**Your instructions**. Your task is to return the line containing "of the cream" plus every line after it, exactly and with nothing added.

Rows from a pointing dataset
· · ·
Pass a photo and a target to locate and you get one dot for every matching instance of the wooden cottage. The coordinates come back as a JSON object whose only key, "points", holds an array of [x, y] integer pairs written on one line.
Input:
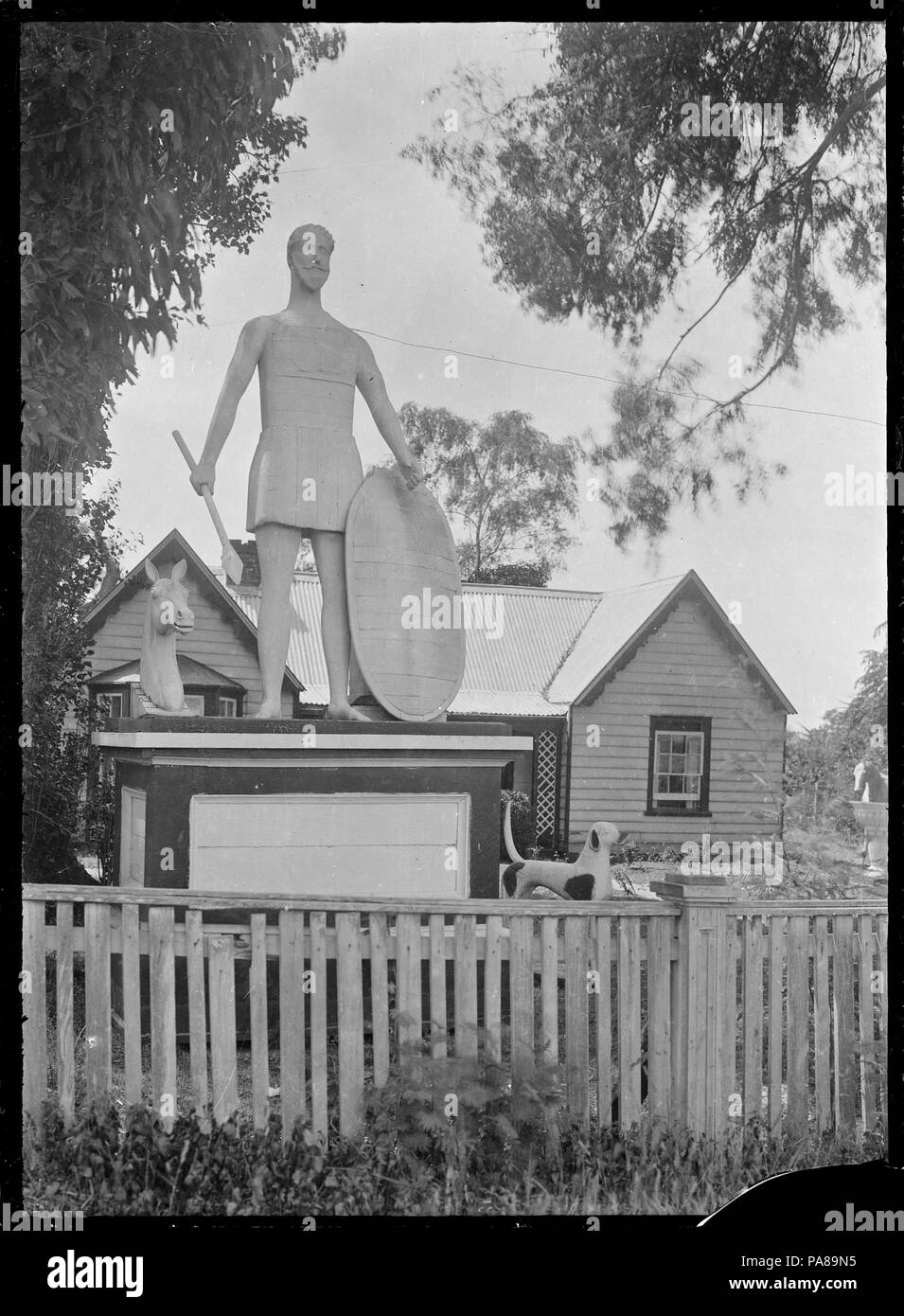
{"points": [[645, 705]]}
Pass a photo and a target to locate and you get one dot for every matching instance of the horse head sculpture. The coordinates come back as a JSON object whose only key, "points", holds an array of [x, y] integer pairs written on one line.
{"points": [[168, 616], [869, 783]]}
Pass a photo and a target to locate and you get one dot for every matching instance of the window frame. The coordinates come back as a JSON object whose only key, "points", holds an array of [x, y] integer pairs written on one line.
{"points": [[661, 722], [105, 695]]}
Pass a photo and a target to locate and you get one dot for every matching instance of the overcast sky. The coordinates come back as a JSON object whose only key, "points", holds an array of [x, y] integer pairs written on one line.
{"points": [[809, 578]]}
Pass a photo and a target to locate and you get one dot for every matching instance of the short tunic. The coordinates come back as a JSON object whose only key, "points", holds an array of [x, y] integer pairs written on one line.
{"points": [[307, 470]]}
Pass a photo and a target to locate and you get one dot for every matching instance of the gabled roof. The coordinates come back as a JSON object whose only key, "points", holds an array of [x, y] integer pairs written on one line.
{"points": [[191, 671], [168, 550], [624, 620], [506, 675], [554, 648]]}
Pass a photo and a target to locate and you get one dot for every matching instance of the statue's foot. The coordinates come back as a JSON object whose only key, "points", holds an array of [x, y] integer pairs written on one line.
{"points": [[269, 711], [344, 712]]}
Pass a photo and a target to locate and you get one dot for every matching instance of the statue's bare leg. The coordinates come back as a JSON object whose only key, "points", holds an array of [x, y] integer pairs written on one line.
{"points": [[329, 556], [278, 547]]}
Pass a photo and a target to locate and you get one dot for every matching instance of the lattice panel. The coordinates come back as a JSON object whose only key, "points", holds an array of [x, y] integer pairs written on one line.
{"points": [[546, 746]]}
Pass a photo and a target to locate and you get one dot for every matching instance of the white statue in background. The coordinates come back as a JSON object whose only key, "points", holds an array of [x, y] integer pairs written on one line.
{"points": [[307, 469]]}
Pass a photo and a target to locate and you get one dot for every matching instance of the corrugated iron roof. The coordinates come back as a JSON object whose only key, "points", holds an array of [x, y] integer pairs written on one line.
{"points": [[616, 618]]}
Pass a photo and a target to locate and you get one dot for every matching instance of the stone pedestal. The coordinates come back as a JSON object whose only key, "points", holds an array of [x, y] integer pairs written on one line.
{"points": [[310, 809], [703, 1003], [873, 817], [306, 809]]}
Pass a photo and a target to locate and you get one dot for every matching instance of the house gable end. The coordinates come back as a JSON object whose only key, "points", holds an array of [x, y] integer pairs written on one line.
{"points": [[690, 589]]}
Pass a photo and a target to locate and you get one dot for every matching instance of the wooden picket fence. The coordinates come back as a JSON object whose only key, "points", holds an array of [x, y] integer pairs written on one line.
{"points": [[700, 1013]]}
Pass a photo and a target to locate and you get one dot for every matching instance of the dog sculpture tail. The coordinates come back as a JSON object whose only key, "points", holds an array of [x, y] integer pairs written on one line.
{"points": [[509, 840]]}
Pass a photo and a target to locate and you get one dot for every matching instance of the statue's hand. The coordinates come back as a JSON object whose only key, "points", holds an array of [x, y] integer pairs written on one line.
{"points": [[204, 472], [411, 471]]}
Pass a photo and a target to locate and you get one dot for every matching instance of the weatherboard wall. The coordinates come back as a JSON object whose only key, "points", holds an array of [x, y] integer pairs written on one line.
{"points": [[683, 670], [215, 641]]}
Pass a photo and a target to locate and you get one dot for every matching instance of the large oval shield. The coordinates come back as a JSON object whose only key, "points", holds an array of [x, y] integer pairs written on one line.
{"points": [[404, 597]]}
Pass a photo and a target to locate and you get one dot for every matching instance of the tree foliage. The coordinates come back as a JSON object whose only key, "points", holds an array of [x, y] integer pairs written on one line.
{"points": [[506, 487], [820, 761], [593, 202], [144, 146]]}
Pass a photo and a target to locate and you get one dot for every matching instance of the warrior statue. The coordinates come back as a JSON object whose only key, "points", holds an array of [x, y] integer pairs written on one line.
{"points": [[306, 469]]}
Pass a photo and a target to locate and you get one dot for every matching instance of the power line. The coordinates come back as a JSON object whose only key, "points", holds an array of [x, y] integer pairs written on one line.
{"points": [[577, 374], [606, 380]]}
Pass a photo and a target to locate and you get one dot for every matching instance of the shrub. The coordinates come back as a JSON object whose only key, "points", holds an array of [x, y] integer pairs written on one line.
{"points": [[496, 1156], [523, 824]]}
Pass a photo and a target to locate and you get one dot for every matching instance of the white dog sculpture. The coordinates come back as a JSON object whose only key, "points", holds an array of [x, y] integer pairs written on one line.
{"points": [[589, 878]]}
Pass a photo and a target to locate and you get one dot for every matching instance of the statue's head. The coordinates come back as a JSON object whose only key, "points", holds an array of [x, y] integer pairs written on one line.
{"points": [[308, 252]]}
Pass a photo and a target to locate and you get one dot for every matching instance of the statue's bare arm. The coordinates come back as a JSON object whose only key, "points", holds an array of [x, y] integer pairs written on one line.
{"points": [[373, 390], [239, 377]]}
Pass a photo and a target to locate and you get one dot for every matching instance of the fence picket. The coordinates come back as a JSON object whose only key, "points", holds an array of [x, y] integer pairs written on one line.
{"points": [[196, 1009], [466, 987], [64, 1042], [164, 1012], [131, 965], [380, 996], [658, 974], [522, 989], [629, 1022], [222, 975], [752, 1090], [604, 1023], [34, 1009], [492, 977], [351, 1022], [842, 928], [866, 1032], [550, 989], [438, 1018], [798, 1012], [727, 940], [408, 985], [319, 1104], [776, 948], [97, 1070], [883, 971], [822, 1025], [258, 1020], [291, 1019], [576, 1039]]}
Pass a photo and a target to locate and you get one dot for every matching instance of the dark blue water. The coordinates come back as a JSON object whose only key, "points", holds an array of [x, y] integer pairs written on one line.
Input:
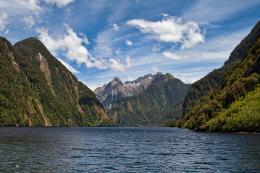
{"points": [[126, 150]]}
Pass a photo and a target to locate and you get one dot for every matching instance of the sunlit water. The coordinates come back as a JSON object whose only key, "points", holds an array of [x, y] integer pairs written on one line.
{"points": [[126, 150]]}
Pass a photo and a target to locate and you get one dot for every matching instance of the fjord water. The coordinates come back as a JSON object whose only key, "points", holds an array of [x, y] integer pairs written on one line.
{"points": [[126, 150]]}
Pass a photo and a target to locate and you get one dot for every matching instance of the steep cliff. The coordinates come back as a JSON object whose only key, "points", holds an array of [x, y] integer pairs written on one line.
{"points": [[37, 90]]}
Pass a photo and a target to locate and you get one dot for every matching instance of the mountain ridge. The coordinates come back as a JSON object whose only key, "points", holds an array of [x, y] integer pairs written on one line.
{"points": [[42, 91], [147, 100], [209, 101]]}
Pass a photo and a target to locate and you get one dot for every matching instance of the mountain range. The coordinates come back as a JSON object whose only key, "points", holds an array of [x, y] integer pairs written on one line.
{"points": [[37, 90], [148, 100], [228, 98]]}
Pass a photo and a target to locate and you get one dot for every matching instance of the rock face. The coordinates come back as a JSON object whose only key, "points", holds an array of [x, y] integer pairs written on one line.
{"points": [[215, 102], [37, 90], [148, 100]]}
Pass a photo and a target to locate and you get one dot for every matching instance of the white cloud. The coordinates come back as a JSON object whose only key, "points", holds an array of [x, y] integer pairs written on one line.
{"points": [[3, 21], [115, 27], [72, 45], [16, 11], [196, 55], [171, 30], [14, 7], [29, 21], [206, 12], [116, 65], [171, 55], [69, 67], [129, 43], [59, 3], [155, 70]]}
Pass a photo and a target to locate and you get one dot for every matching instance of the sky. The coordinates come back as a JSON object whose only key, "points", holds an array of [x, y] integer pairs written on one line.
{"points": [[100, 39]]}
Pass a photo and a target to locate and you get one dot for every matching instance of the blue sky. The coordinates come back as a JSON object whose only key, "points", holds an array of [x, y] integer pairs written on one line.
{"points": [[100, 39]]}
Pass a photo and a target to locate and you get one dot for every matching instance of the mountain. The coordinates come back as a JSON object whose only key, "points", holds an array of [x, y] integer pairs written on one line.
{"points": [[37, 90], [148, 100], [228, 99]]}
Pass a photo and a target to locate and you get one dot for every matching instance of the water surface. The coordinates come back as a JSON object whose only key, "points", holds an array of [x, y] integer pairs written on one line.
{"points": [[126, 150]]}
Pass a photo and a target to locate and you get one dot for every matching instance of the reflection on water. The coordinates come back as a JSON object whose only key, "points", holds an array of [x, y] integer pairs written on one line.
{"points": [[126, 150]]}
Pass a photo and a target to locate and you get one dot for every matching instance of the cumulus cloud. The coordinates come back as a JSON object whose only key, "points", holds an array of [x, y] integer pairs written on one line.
{"points": [[59, 3], [171, 30], [22, 11], [69, 67], [171, 55], [116, 65], [115, 27], [29, 21], [129, 43], [72, 45], [197, 55]]}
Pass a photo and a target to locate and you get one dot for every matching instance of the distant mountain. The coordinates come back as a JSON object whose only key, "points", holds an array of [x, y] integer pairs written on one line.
{"points": [[148, 100], [37, 90], [228, 99]]}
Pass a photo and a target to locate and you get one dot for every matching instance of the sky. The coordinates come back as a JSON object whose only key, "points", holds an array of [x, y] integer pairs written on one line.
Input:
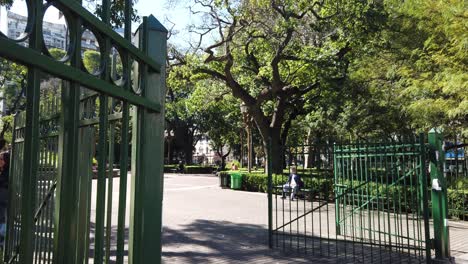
{"points": [[176, 17]]}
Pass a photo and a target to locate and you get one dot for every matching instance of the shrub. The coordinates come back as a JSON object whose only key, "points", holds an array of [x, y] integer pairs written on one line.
{"points": [[198, 169]]}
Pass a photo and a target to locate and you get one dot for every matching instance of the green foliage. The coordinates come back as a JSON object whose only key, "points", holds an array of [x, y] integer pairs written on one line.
{"points": [[92, 61], [57, 53], [233, 162]]}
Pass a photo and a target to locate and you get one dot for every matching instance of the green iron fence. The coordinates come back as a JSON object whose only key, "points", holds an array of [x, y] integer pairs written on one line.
{"points": [[71, 141], [362, 203]]}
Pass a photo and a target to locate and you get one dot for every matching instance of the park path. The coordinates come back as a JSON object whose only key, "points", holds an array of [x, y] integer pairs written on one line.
{"points": [[203, 223]]}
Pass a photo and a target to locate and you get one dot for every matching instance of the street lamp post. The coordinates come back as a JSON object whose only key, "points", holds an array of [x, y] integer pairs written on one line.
{"points": [[246, 119]]}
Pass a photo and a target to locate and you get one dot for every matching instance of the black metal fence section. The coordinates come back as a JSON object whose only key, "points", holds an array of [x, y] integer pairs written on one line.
{"points": [[361, 203]]}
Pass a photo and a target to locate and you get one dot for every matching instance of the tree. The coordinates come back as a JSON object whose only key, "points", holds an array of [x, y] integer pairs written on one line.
{"points": [[219, 116], [13, 85], [279, 56]]}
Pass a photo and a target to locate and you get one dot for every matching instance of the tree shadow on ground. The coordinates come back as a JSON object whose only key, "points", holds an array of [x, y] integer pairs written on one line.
{"points": [[205, 241]]}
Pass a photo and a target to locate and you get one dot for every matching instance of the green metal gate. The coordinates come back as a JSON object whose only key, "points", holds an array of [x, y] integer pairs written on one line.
{"points": [[361, 203], [66, 206]]}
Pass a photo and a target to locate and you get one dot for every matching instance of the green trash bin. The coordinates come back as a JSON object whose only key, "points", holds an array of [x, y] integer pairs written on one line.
{"points": [[236, 181], [224, 179]]}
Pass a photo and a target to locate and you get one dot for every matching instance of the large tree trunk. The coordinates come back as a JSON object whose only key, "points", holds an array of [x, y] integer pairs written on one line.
{"points": [[276, 154]]}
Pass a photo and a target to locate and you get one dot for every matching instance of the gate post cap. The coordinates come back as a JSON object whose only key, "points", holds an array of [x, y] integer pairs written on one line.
{"points": [[154, 24]]}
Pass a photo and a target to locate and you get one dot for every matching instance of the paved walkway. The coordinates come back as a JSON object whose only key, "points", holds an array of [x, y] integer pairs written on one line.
{"points": [[206, 224], [203, 223]]}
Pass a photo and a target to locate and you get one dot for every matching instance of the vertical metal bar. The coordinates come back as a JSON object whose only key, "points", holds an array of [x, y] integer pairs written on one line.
{"points": [[270, 198], [29, 181], [11, 193], [423, 189], [102, 161], [147, 159], [110, 184], [124, 143]]}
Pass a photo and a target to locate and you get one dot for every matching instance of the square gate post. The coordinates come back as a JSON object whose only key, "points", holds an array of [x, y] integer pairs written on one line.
{"points": [[439, 195], [148, 151]]}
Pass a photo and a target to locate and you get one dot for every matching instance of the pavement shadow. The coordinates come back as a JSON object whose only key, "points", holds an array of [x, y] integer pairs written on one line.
{"points": [[205, 241]]}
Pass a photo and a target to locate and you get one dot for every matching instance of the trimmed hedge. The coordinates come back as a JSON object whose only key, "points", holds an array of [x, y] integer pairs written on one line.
{"points": [[194, 169], [458, 203]]}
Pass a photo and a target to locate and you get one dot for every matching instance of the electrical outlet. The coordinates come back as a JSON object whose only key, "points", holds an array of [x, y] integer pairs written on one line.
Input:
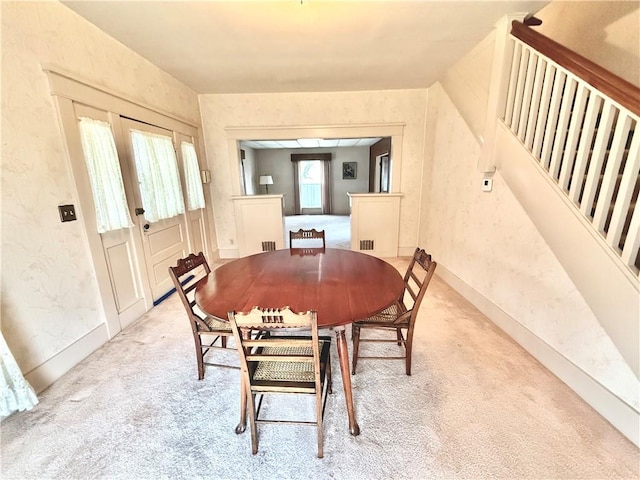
{"points": [[67, 213]]}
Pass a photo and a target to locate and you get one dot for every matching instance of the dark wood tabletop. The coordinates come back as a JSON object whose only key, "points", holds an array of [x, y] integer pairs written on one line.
{"points": [[341, 285]]}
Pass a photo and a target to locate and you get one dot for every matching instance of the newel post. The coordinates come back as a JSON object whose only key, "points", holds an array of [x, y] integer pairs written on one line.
{"points": [[500, 72]]}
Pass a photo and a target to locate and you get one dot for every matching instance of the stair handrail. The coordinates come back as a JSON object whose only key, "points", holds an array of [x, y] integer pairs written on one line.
{"points": [[618, 89]]}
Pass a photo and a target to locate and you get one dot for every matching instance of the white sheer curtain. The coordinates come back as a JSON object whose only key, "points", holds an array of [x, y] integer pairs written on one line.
{"points": [[195, 195], [105, 176], [15, 392], [158, 176]]}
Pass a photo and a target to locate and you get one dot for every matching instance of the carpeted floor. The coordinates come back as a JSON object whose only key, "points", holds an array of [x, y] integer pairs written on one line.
{"points": [[477, 406]]}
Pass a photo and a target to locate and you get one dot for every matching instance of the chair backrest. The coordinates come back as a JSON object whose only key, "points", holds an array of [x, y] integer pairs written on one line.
{"points": [[306, 234], [185, 276], [416, 279], [307, 252], [255, 348]]}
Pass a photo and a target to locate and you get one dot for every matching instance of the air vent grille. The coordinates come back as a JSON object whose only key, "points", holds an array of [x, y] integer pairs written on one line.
{"points": [[366, 244], [268, 246]]}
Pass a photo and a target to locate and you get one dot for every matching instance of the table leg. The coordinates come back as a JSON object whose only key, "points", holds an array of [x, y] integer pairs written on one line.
{"points": [[343, 355], [240, 428]]}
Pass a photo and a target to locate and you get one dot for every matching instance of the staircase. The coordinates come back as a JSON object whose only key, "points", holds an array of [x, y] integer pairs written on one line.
{"points": [[570, 151]]}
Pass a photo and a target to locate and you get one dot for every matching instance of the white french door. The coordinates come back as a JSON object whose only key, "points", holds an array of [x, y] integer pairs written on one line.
{"points": [[165, 240], [122, 248]]}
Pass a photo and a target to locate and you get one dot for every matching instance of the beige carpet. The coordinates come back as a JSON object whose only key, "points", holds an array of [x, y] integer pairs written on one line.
{"points": [[476, 407]]}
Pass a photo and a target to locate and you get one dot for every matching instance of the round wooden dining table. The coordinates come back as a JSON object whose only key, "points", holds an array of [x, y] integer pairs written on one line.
{"points": [[340, 285]]}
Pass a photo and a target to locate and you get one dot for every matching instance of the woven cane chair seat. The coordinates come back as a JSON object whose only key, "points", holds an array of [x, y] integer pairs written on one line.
{"points": [[388, 316], [290, 371], [218, 325], [280, 364]]}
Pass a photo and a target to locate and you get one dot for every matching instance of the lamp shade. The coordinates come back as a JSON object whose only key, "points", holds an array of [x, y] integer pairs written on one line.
{"points": [[266, 180]]}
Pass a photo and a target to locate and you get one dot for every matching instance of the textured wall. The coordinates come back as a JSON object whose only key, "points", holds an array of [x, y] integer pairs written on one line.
{"points": [[313, 109], [488, 241], [49, 292]]}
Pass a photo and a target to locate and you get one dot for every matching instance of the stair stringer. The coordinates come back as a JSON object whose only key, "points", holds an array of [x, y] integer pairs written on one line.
{"points": [[609, 288]]}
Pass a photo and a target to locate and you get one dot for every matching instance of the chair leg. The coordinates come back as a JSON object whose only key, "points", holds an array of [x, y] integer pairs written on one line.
{"points": [[252, 423], [355, 337], [319, 422], [199, 355], [408, 346]]}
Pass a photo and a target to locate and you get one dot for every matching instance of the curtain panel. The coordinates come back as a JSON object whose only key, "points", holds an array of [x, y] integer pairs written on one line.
{"points": [[158, 176], [105, 176]]}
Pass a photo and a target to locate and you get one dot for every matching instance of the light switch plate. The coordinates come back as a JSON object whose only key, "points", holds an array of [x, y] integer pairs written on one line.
{"points": [[67, 213], [487, 184]]}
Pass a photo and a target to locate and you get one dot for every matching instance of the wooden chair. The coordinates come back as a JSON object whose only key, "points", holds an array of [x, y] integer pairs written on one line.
{"points": [[282, 363], [399, 317], [307, 252], [306, 237], [185, 276]]}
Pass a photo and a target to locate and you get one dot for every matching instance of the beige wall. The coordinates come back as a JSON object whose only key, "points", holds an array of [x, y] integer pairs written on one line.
{"points": [[50, 296], [605, 32], [314, 109], [277, 163], [488, 241]]}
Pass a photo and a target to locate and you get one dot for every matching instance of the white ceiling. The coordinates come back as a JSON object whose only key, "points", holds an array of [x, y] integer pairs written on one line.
{"points": [[293, 46], [310, 143]]}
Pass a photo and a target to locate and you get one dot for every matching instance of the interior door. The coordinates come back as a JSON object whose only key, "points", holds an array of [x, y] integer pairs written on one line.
{"points": [[122, 248], [163, 241]]}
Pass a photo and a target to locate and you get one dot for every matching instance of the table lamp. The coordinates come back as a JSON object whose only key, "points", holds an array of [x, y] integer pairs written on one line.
{"points": [[266, 180]]}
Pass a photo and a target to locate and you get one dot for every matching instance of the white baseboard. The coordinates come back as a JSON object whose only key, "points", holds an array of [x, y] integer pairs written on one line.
{"points": [[619, 413], [228, 253], [51, 370], [406, 251]]}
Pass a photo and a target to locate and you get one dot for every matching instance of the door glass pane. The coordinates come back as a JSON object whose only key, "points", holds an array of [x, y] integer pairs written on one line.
{"points": [[310, 184]]}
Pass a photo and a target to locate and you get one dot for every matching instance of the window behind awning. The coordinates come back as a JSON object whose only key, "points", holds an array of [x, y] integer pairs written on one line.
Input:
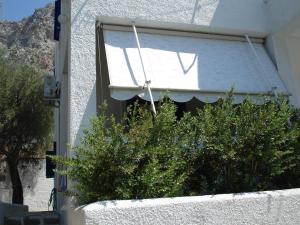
{"points": [[184, 67]]}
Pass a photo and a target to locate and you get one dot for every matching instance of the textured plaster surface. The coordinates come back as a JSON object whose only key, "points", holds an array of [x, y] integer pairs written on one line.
{"points": [[225, 16], [272, 207]]}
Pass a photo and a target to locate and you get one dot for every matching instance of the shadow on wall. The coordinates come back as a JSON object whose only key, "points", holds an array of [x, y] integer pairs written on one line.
{"points": [[29, 173], [88, 113]]}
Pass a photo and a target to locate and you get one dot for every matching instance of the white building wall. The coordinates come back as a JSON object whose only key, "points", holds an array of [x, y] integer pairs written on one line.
{"points": [[221, 16], [271, 207]]}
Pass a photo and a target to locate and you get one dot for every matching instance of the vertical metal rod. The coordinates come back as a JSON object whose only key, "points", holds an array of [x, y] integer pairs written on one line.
{"points": [[147, 82], [265, 78]]}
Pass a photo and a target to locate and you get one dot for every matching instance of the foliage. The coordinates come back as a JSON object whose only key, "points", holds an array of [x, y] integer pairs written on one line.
{"points": [[223, 148], [25, 120]]}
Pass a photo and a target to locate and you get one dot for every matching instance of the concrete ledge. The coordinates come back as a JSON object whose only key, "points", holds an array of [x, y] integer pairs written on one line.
{"points": [[270, 207]]}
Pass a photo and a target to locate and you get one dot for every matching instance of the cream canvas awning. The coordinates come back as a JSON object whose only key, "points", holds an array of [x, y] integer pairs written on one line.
{"points": [[187, 66]]}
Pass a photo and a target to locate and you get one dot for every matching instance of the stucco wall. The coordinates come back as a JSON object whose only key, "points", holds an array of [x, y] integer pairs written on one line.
{"points": [[272, 207], [223, 16], [11, 209], [36, 186]]}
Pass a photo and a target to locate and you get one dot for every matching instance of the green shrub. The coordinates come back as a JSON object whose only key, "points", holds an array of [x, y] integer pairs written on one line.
{"points": [[224, 148]]}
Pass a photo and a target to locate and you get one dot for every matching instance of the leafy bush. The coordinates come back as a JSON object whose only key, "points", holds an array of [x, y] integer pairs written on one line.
{"points": [[223, 148]]}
· · ·
**Worked solution**.
Pass a photo and a target to locate and you get one dot for every matching instance of the cream canvas awning. The coordinates come back as a JSON object whose only key, "points", holds an array of [x, y] integer pairs written on one line.
{"points": [[187, 66]]}
Pass a photo and a target to locate and you get one dot for every matching instance of the stucco wall. The coordinates come back as a JSON object whose only key, "points", holds an array of [x, y] integer pairs written on one line.
{"points": [[272, 207], [223, 16], [11, 209], [36, 186]]}
Pass a photo and a target to locate and you get one dot for every matching instance of the green shrub. The coordinates come back as a JSON object whose only key, "points", holds an array of [x, y] integer pairs written on one line.
{"points": [[224, 148]]}
Pass a photo and a target to locate and you get one dot for every matching instance of the leafy bush. The coordinates come back as a JSON object whose only key, "points", holds an array of [x, y] integer pairs written on one line.
{"points": [[223, 148]]}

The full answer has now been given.